[Dataset records]
*** Begin section ***

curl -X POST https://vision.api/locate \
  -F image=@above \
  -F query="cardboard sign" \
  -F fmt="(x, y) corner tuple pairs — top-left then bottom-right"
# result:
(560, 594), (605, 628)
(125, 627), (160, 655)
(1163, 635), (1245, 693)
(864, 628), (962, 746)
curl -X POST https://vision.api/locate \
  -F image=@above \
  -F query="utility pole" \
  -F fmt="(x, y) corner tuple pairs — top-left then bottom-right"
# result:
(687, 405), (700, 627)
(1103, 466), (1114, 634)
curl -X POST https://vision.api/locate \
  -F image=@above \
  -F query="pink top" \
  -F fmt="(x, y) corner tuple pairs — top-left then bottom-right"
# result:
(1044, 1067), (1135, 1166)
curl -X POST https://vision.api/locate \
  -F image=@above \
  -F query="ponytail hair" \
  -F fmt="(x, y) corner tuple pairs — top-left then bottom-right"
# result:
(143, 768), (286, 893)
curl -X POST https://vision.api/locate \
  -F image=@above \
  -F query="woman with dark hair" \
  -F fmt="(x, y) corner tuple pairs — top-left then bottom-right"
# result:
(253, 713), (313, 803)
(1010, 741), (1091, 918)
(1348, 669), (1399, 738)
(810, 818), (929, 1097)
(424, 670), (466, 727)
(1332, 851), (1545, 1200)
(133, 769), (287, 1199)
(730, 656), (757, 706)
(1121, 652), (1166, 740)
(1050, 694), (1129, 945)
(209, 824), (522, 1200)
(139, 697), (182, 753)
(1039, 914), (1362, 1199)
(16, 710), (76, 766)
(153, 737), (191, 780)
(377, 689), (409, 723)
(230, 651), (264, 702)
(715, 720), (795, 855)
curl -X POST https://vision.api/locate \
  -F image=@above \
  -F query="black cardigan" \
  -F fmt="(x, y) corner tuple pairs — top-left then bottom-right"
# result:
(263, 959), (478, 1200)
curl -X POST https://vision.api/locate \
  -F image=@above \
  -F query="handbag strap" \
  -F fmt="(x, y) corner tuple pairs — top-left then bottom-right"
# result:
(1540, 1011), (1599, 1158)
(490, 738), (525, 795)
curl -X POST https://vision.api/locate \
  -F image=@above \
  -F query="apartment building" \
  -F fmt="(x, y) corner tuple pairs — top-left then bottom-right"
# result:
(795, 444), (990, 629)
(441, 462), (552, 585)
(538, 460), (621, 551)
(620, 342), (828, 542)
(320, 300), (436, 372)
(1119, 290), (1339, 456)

*** End section ***

**TASK DETAILS**
Transcribe every entry exactly, omitting nothing.

**SOLUTION**
curl -X POST https://vision.api/locate \
  -F image=@above \
  -F query="cardboard sign" \
  -F fmt="(x, y) corner tuple pairs — top-left then bottom-right"
# result:
(560, 594), (605, 628)
(125, 627), (160, 655)
(1163, 635), (1245, 693)
(864, 628), (962, 746)
curl -X POST https://vision.api/locate \
  -F image=@above \
  -F query="utility pole" \
  -F fmt="(x, y) corner tuple pairs — top-left then bottom-right"
# result:
(687, 405), (700, 627)
(1103, 466), (1114, 634)
curl -X POST https://vision.api/locate \
  -F image=@above \
  -F query="pink top" \
  -F fmt="(x, y) corner tuple pairs — top-left then bottom-right"
# result:
(1044, 1067), (1135, 1166)
curl -X POST https://vision.api/locate \
  -F image=@above \
  -F query="ponytail hair" \
  -F fmt="(x, y) corner tuple pairs — top-left then bottom-right"
# result:
(143, 768), (286, 893)
curl -X POST https://vision.api/locate \
  -F image=@above \
  -F query="woman with dark hair" \
  -F fmt="(x, y) corner tuple pairs — top-left then bottom-right"
# result:
(253, 713), (313, 803)
(1010, 741), (1091, 918)
(1348, 669), (1399, 738)
(810, 818), (929, 1097)
(424, 670), (466, 727)
(1332, 851), (1545, 1200)
(133, 769), (287, 1199)
(730, 656), (757, 706)
(1121, 652), (1166, 740)
(1050, 694), (1129, 945)
(209, 824), (522, 1200)
(139, 697), (182, 753)
(1039, 914), (1362, 1199)
(16, 710), (76, 766)
(153, 737), (191, 780)
(377, 689), (409, 723)
(230, 651), (264, 702)
(715, 720), (795, 855)
curl -X POST https://vision.api/locate \
  -F image=@above \
  -F query="black cardigan" \
  -F fmt="(x, y) corner tuple pairs — top-left then bottom-right"
# result:
(263, 959), (478, 1200)
curl -X POST https://vision.api/locate \
  -F image=@above \
  -F query="handbag strap" \
  -F fmt="(x, y) corner tuple pairs — top-left then bottom-right"
# result:
(1540, 1011), (1599, 1158)
(490, 738), (525, 795)
curl -X POST https://vision.api/locate \
  -F image=@above \
  -F query="apartment building" \
  -F fmt="(x, y) corner tuple pairs — top-left then bottom-right"
# result:
(795, 444), (990, 629)
(441, 462), (552, 585)
(538, 460), (621, 551)
(620, 342), (828, 542)
(320, 300), (436, 372)
(1119, 290), (1339, 456)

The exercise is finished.